Location labeling records
-*-*-

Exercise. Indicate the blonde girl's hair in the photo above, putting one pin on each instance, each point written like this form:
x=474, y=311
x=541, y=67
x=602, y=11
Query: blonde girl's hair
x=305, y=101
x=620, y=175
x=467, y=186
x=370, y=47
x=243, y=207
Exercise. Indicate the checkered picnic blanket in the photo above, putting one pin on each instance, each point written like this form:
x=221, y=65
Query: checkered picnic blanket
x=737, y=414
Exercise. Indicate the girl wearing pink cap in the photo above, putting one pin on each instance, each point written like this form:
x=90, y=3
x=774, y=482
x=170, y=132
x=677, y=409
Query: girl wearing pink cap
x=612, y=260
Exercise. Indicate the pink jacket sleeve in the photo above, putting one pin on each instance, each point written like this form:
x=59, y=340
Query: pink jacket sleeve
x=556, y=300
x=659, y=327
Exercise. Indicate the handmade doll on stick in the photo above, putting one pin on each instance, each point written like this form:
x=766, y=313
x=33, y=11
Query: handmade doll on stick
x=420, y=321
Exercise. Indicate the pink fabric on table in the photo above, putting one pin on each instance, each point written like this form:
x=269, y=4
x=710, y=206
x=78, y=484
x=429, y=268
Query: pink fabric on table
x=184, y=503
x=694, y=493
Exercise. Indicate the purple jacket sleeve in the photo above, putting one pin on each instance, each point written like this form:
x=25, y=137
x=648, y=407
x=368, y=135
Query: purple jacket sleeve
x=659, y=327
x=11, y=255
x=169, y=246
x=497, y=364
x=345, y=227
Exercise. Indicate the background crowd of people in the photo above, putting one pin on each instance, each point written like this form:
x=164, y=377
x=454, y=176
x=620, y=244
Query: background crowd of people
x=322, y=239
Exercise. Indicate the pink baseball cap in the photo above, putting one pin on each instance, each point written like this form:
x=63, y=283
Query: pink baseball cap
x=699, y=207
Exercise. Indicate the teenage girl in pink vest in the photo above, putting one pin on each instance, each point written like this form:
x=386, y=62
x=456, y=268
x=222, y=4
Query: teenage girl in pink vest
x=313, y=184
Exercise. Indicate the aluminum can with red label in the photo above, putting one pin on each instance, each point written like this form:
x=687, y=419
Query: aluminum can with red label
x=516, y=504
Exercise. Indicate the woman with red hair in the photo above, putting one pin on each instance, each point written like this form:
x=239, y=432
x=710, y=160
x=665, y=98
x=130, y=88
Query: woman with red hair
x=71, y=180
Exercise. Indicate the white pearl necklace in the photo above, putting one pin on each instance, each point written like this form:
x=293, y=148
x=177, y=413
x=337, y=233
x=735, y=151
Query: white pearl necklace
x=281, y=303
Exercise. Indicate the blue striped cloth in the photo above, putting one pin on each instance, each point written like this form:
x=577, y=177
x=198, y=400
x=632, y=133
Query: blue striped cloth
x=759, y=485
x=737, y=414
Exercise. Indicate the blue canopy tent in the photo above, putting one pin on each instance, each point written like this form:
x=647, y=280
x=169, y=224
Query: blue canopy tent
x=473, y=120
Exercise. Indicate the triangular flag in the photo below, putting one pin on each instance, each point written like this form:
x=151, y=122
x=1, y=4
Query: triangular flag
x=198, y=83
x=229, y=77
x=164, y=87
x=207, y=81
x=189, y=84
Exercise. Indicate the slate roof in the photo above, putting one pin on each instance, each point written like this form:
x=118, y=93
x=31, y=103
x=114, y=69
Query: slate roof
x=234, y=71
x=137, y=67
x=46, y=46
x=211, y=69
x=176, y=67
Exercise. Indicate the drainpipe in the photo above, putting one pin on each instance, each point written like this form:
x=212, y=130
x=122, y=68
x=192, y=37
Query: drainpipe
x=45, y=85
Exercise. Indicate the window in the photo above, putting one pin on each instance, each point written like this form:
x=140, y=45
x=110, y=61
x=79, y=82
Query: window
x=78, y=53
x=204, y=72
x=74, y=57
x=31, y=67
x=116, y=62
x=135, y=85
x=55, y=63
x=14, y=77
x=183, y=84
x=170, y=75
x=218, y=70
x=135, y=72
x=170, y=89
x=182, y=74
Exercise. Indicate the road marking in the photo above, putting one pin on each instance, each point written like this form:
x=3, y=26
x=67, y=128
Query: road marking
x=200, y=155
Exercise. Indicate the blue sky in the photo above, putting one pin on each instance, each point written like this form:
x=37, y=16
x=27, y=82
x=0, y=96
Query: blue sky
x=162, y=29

-*-*-

WRITTEN TASK: Copy out every line from the one containing "Exercise. Indicate the white" to the end of the material, both ends included.

FULL ANSWER:
Exercise. Indicate the white pearl necklace in the photo above, putting one pin on each instance, each point written like this form:
x=293, y=148
x=177, y=413
x=337, y=233
x=735, y=151
Query: white pearl necklace
x=281, y=303
Exercise. Indicate the blue striped cloth in the photo above, putting one pin on each instance, each point written like this form:
x=577, y=177
x=198, y=400
x=632, y=133
Query: blue striped cloth
x=759, y=485
x=737, y=414
Exercise. Indicate the blue canopy tent in the photo above, putting one pin on each instance, each point written like this form:
x=647, y=280
x=169, y=224
Query: blue canopy tent
x=473, y=120
Exercise. Indicate the triangular flag in the photo below, putting one pin on each instance, each point written like this form:
x=151, y=122
x=1, y=4
Query: triangular flag
x=198, y=83
x=229, y=77
x=164, y=87
x=207, y=81
x=189, y=84
Exercise. Indicate the slate roof in the photo above, putting one pin on each instance, each point written like this form:
x=118, y=93
x=31, y=103
x=114, y=69
Query: slate roof
x=234, y=71
x=137, y=67
x=46, y=46
x=211, y=69
x=176, y=67
Exercise. Indicate the drainpipe in the photo above, putting one pin on each instance, each point written like this form:
x=212, y=130
x=122, y=68
x=192, y=37
Query: drainpipe
x=45, y=85
Exercise. Indicate the window in the photo above, putting one pin on each instance, each point written like this form:
x=140, y=45
x=110, y=61
x=79, y=82
Query: window
x=78, y=53
x=204, y=72
x=74, y=57
x=31, y=67
x=116, y=62
x=135, y=85
x=55, y=63
x=14, y=77
x=183, y=84
x=170, y=75
x=218, y=70
x=135, y=72
x=170, y=89
x=182, y=74
Exercise. Indicate the road marking in the photo above, putting one pin on each instance, each point written like this form:
x=3, y=26
x=67, y=128
Query: road marking
x=200, y=155
Exercise. Indicate the blue sky in the photo above, putting one pin on each instance, each point written like this form:
x=37, y=16
x=27, y=82
x=0, y=96
Query: blue sky
x=162, y=29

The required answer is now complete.